## Task objective
Recast every row below as a numbered list, leaving out any blank lines.

## Data section
----------
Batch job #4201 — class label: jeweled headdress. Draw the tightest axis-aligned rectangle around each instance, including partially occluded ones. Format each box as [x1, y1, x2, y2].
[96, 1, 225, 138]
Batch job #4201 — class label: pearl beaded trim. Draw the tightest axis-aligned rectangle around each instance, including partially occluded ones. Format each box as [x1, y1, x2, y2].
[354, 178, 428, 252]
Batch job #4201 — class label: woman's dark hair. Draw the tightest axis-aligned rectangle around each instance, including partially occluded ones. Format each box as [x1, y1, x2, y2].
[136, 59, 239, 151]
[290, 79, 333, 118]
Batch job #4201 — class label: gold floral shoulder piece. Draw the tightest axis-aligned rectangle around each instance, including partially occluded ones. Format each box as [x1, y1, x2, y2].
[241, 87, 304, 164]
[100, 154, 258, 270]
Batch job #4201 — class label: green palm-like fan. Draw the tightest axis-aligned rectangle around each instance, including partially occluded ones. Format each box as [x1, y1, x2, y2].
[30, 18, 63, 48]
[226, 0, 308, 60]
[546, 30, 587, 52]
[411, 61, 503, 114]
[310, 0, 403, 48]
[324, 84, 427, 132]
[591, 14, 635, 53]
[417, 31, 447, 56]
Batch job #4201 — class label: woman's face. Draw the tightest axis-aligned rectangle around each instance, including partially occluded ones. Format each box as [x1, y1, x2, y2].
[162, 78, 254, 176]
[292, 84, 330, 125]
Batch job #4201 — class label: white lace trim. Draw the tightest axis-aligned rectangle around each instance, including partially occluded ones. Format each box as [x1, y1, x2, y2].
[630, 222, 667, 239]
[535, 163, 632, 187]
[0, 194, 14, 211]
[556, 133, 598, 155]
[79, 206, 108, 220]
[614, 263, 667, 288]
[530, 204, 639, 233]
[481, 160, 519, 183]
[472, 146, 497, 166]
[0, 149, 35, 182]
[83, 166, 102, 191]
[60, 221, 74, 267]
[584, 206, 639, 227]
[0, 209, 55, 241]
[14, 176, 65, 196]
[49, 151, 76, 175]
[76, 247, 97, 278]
----------
## Response
1. Batch job #4201 — class label: jeweled headdress. Draw the tightest axis-aligned rectangle around each instance, including partially occluded ones. Format each box as [x1, y1, x2, y2].
2. [96, 1, 225, 138]
3. Batch job #4201 — class label: pearl beaded trim. Draw the tightest axis-aligned rectangle around each instance, including partially occluded ones. Format each box as [x1, y1, x2, y2].
4. [354, 178, 428, 252]
5. Batch job #4201 — class label: woman's dark hair. Draw the tightest axis-aligned rectangle around each instance, including partially occluded ones. Format each box as [x1, y1, x2, y2].
6. [136, 59, 239, 151]
7. [290, 79, 333, 118]
8. Batch job #4201 — class label: gold floral shoulder piece. Draw the tightest axis-aligned rectangle around each instance, including partially occluded ones. Format each box as [x1, y1, x2, y2].
9. [241, 87, 304, 164]
10. [100, 154, 258, 270]
11. Batch job #4201 — class label: green palm-like fan. Draw the tightest axis-aligned rectangle around each instance, including partially occluded ones. Format each box as [x1, y1, x2, y2].
12. [30, 18, 63, 48]
13. [226, 0, 308, 60]
14. [546, 30, 587, 52]
15. [411, 61, 503, 114]
16. [310, 0, 403, 48]
17. [324, 84, 427, 132]
18. [591, 14, 635, 53]
19. [417, 31, 447, 56]
20. Batch job #4201 — class label: woman's face. Draw the tightest axis-aligned rectangle around each instance, including partially occluded ones. Format each box as [x1, y1, x2, y2].
21. [162, 78, 254, 176]
22. [292, 84, 330, 125]
23. Batch job #4201 — class label: white lace trim. Draw the tightest axis-aligned rectangle around each instance, including partially occluded ones. Format each box as [x1, y1, x2, y2].
24. [630, 222, 667, 239]
25. [535, 163, 632, 187]
26. [0, 194, 14, 211]
27. [556, 133, 598, 155]
28. [79, 206, 108, 220]
29. [614, 263, 667, 288]
30. [530, 204, 639, 233]
31. [481, 160, 519, 183]
32. [472, 146, 497, 166]
33. [0, 149, 35, 182]
34. [83, 166, 102, 191]
35. [60, 221, 74, 267]
36. [584, 206, 639, 227]
37. [0, 209, 55, 241]
38. [14, 176, 65, 196]
39. [49, 151, 76, 175]
40. [76, 247, 97, 278]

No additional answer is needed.